▶ _WHAT IS BEING ASKED_:
Could you reproduce the lines below from the one with "indicate the white t-shirt, one" through the one with "indicate the gold ring, one dot per instance"? Keep both ends and add nothing.

━━━ LISTED ENTRIES

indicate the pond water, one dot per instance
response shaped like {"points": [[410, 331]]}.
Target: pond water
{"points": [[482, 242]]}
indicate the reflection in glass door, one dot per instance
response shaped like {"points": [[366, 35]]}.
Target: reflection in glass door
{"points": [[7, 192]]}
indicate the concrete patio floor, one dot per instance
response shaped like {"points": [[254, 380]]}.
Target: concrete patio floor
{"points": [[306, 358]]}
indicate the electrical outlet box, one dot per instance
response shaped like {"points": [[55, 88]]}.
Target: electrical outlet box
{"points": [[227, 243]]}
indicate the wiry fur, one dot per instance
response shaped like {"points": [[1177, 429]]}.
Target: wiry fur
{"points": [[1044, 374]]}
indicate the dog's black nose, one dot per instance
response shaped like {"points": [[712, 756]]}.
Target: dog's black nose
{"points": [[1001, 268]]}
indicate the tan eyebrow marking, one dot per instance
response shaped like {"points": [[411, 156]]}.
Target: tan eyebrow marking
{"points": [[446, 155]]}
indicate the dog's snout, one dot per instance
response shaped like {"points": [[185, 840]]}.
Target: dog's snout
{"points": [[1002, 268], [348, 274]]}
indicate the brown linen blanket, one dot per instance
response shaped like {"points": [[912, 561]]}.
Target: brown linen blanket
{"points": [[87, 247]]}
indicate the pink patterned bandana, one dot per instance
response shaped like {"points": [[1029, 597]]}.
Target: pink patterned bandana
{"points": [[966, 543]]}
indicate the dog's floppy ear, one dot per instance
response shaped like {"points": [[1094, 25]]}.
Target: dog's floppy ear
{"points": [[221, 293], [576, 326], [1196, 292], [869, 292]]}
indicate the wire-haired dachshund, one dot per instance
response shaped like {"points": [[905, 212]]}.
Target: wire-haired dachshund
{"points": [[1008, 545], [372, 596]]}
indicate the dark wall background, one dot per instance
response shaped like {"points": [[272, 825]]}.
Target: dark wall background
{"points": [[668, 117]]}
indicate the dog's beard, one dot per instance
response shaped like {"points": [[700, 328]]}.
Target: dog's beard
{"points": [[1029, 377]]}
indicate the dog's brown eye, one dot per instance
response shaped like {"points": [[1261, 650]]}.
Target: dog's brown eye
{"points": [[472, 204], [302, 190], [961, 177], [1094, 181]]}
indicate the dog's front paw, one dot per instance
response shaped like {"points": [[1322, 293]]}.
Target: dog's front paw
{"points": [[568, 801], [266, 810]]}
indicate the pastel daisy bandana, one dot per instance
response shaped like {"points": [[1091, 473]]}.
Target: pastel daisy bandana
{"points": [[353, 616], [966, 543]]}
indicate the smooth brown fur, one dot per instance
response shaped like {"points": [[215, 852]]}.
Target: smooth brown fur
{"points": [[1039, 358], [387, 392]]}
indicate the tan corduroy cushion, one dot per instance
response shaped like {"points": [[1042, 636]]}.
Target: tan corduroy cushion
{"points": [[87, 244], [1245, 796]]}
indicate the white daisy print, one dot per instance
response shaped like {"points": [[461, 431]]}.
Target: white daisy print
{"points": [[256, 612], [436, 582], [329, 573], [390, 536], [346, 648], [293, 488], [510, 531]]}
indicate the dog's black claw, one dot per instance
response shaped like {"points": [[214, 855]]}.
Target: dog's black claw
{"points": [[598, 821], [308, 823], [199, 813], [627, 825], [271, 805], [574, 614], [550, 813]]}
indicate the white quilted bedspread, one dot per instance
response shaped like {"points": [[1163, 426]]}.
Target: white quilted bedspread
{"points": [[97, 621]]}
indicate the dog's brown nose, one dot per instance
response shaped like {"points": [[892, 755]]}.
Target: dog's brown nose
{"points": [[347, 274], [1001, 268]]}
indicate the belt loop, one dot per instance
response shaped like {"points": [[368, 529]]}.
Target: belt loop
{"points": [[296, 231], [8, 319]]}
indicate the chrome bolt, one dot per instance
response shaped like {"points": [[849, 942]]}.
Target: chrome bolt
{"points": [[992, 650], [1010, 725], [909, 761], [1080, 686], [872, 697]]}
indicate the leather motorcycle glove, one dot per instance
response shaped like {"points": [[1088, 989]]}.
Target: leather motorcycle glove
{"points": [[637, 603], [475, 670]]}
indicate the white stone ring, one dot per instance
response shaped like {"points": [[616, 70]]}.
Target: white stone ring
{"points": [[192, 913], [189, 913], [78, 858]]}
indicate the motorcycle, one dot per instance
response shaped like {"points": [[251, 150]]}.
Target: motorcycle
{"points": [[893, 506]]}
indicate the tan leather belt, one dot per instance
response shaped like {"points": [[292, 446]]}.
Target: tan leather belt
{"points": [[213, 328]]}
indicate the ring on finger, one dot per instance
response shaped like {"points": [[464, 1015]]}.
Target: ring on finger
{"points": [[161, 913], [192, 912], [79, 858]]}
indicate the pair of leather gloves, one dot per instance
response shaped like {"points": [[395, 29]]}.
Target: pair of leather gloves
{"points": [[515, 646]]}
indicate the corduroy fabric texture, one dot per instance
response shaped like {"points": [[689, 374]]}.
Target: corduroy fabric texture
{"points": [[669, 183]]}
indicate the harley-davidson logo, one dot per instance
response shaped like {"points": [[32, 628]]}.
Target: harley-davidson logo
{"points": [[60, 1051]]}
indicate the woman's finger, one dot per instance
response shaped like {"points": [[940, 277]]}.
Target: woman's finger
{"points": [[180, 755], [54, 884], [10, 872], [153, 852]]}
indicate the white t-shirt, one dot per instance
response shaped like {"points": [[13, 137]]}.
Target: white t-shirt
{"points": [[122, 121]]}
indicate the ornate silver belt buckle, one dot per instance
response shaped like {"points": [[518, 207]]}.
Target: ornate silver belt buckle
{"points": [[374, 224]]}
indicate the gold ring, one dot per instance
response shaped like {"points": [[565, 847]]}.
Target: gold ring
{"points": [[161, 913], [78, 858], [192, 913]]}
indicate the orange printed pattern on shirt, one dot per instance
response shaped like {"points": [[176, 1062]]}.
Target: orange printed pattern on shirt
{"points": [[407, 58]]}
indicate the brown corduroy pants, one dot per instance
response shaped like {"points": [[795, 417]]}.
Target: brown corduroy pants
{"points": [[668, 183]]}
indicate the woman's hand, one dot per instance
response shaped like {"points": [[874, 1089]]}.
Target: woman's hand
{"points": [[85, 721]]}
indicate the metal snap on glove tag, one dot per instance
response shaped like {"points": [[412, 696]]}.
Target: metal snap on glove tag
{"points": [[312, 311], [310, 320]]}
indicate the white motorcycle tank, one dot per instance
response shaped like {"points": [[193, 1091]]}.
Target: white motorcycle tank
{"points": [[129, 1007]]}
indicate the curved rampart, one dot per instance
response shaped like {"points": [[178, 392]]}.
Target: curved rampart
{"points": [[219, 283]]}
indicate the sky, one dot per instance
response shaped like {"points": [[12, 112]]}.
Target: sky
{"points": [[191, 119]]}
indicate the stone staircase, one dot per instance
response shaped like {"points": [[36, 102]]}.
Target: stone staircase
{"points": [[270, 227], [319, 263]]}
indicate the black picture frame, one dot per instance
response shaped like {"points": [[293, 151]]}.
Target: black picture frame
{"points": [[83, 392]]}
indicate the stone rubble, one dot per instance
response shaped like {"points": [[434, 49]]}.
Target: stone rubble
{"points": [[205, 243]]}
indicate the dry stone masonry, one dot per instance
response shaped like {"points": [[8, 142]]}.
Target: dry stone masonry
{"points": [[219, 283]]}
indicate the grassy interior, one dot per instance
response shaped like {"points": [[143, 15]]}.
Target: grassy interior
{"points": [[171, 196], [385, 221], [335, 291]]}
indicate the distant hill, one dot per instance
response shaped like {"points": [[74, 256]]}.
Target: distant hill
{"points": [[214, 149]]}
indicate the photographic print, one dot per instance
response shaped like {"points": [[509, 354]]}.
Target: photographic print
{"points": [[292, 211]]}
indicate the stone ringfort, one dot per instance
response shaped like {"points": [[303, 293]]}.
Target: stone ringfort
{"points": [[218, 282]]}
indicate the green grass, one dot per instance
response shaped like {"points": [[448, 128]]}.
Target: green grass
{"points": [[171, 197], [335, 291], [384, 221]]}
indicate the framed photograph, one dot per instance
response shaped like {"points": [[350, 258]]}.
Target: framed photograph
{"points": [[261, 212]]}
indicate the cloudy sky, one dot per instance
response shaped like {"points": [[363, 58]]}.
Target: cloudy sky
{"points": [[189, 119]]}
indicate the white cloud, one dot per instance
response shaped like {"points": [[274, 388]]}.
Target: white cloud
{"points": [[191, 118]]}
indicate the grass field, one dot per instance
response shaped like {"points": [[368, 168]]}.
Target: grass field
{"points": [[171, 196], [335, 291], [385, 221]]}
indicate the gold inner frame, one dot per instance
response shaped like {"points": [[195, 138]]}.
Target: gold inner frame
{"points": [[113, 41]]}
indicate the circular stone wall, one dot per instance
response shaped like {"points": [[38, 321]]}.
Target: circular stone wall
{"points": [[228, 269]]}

━━━━━━

▶ _WRITTEN RESPONSE_:
indicate the white t-shirt, one dot per instance
response shaped like {"points": [[13, 137]]}.
Target: white t-shirt
{"points": [[122, 121]]}
indicate the ornate silver belt buckle, one dot per instance
response shaped like {"points": [[518, 207]]}.
Target: ornate silver belt buckle
{"points": [[374, 224]]}
indicate the gold ring, one dot per instance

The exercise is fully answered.